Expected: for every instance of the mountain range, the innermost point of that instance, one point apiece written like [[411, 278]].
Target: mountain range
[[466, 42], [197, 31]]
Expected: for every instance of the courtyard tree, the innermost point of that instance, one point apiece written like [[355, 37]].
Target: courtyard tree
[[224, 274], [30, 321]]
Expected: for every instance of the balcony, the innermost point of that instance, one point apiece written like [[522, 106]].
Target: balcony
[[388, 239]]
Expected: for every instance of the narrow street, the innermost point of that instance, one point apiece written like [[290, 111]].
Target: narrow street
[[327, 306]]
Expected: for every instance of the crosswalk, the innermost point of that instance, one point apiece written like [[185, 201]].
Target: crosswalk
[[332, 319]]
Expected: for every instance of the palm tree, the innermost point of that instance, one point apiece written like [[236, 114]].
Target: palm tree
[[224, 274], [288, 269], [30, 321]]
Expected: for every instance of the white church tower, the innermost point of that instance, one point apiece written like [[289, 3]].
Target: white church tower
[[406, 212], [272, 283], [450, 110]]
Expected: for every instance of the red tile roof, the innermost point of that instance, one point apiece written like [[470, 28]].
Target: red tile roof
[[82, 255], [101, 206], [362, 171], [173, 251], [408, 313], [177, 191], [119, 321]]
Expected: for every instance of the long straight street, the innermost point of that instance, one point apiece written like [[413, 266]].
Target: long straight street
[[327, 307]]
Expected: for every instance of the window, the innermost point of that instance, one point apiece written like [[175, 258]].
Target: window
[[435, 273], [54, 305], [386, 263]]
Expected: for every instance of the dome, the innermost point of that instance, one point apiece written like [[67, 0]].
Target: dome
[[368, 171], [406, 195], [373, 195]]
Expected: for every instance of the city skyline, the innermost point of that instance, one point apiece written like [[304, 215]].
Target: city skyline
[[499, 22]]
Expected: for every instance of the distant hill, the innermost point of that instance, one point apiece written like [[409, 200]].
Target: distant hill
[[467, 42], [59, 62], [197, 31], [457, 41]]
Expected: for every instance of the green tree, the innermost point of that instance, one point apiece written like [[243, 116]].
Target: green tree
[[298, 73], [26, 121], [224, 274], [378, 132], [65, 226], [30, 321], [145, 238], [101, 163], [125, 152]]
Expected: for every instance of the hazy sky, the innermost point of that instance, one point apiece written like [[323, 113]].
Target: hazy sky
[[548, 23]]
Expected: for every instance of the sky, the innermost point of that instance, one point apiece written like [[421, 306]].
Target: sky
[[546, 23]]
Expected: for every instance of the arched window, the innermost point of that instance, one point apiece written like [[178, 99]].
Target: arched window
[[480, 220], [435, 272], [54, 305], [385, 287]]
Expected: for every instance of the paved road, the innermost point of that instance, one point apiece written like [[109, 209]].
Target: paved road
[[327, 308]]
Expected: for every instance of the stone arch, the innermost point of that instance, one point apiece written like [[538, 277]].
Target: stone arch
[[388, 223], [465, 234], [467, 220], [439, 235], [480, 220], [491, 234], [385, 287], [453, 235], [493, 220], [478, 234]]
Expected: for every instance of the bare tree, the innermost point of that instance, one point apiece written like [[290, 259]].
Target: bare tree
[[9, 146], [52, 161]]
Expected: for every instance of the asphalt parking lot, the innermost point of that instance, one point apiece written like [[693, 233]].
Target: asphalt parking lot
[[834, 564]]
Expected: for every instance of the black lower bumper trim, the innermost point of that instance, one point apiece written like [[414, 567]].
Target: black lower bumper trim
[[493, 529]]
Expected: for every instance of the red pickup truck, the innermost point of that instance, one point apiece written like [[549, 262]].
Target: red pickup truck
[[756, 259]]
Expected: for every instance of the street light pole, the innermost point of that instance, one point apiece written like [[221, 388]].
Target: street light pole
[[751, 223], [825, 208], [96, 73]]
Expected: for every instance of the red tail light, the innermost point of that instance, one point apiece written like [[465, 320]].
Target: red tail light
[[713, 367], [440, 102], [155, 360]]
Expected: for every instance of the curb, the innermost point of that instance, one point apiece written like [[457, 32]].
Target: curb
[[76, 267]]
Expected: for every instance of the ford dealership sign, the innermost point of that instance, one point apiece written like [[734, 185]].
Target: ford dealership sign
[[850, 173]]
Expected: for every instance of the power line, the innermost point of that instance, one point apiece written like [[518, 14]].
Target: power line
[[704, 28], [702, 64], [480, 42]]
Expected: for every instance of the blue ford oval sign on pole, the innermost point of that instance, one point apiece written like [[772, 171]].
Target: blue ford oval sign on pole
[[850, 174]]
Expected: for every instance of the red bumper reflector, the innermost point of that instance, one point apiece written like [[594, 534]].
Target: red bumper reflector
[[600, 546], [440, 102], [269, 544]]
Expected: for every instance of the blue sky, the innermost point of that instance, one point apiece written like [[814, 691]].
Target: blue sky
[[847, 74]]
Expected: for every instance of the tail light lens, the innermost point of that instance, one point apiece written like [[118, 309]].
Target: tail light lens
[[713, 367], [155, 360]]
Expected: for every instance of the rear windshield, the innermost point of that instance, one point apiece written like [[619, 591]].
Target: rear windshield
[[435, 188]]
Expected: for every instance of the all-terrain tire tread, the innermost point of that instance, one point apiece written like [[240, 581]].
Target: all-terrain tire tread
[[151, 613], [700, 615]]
# # #
## Written instruction
Express the material from the line containing "Expected: for every instance of the street" up to and including the line containing "[[76, 267]]" as a JSON list of strings, one string per line, with blank lines omitted.

## Output of the task
[
  "Expected: for every instance of the street light pole, the innermost point of that instance, one point apiece written like [[221, 388]].",
  "Target: street light pole",
  "[[751, 223], [825, 208], [96, 73]]",
  "Expected: for every instance of the red tail light, the innermost point of that instance, one point apiece written like [[465, 320]].",
  "Target: red tail light",
  "[[713, 367], [440, 102], [155, 360]]",
  "Expected: for every instance of the curb, the innermost point of that instance, one point apiece written like [[457, 32]].",
  "Target: curb",
  "[[76, 267]]"
]